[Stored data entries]

● ● ● ● ●

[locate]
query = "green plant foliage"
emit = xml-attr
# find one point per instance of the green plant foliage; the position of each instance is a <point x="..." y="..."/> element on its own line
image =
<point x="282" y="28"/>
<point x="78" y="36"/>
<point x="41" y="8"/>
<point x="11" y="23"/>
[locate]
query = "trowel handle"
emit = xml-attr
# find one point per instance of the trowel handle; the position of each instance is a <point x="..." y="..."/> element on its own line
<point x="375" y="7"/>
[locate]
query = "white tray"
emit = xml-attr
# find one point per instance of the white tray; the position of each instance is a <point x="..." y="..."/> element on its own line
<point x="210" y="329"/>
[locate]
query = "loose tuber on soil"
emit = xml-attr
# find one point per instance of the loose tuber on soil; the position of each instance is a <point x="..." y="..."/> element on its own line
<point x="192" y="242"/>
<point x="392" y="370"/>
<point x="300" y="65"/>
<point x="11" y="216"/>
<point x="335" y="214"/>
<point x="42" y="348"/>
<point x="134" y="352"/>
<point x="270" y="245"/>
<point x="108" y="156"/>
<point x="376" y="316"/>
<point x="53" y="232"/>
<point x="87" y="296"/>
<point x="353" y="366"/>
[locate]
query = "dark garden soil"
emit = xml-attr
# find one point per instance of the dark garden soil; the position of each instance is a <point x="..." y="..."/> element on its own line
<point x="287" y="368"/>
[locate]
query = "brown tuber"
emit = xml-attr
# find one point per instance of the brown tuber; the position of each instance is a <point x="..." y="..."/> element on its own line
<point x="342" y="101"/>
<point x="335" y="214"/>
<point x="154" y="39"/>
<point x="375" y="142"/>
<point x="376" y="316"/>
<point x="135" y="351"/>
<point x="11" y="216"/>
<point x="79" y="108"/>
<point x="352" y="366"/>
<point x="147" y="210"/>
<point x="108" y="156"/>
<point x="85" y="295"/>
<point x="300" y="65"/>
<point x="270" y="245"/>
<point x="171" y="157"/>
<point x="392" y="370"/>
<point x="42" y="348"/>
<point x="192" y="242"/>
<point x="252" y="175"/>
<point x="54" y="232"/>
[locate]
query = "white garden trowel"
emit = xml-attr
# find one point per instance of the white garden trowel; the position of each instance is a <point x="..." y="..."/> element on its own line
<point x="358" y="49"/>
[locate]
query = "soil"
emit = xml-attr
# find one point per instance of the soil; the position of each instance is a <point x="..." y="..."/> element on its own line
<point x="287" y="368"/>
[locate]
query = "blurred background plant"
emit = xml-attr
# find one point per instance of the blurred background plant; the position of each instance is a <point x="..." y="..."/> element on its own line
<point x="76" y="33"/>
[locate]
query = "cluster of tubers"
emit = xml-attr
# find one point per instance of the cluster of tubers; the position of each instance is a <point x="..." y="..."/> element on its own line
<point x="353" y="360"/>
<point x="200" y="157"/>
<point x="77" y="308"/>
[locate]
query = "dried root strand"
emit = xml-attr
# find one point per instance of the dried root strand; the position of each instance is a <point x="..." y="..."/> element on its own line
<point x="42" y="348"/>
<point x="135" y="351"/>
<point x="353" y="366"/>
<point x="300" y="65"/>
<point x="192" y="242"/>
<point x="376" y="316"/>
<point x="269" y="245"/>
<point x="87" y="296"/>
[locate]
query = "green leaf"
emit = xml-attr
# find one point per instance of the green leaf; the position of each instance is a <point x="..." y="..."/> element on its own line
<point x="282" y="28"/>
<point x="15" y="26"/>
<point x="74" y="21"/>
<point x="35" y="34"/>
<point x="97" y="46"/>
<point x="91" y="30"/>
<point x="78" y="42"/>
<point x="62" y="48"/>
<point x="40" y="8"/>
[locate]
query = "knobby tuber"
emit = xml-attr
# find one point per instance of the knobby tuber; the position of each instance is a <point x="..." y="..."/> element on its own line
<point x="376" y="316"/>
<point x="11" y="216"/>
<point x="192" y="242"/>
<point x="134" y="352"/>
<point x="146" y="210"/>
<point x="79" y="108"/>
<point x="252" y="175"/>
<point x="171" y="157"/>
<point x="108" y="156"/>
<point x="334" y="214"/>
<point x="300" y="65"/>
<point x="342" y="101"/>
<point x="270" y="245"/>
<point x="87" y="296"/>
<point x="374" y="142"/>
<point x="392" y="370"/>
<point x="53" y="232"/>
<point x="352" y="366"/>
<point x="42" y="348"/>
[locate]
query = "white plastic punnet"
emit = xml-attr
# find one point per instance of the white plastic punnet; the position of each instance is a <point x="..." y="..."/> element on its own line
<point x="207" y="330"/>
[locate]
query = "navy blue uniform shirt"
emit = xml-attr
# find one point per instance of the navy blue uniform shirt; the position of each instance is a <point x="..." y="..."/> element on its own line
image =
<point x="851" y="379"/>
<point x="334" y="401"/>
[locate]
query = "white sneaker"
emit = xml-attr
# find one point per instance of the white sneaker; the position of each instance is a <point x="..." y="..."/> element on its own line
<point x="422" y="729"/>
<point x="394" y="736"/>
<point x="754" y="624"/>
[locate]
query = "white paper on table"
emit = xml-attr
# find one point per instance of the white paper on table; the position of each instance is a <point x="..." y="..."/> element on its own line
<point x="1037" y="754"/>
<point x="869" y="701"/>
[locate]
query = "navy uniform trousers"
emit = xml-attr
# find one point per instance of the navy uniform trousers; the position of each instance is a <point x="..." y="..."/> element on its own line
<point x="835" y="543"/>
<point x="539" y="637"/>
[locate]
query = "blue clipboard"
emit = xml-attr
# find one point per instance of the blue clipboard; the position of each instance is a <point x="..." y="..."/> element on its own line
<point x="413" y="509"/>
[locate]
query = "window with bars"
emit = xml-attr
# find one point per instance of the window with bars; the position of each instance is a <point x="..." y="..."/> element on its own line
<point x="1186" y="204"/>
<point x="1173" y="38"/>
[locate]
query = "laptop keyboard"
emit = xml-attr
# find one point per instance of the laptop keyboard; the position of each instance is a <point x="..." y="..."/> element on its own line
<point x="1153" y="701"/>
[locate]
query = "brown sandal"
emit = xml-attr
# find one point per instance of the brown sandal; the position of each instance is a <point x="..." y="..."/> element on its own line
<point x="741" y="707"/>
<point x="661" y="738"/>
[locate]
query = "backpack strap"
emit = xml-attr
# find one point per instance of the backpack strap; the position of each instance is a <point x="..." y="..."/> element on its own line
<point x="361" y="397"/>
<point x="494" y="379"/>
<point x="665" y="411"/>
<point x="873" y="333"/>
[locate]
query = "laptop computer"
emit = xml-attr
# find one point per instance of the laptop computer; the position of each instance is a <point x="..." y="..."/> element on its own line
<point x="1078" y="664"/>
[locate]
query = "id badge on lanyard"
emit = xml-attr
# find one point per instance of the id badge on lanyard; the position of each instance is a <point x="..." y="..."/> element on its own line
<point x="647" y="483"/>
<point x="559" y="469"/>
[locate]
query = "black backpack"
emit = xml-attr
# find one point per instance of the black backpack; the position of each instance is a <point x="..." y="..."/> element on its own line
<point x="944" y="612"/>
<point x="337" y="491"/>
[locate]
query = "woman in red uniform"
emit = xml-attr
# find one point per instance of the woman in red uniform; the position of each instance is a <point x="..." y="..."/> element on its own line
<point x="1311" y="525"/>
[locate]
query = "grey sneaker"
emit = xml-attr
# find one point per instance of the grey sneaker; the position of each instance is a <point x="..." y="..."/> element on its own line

● ● ● ● ●

- [Assigned task]
Within the records above, determine how many lines contain the word "shirt". Respond with that number and no other text.

- [Exercise response]
2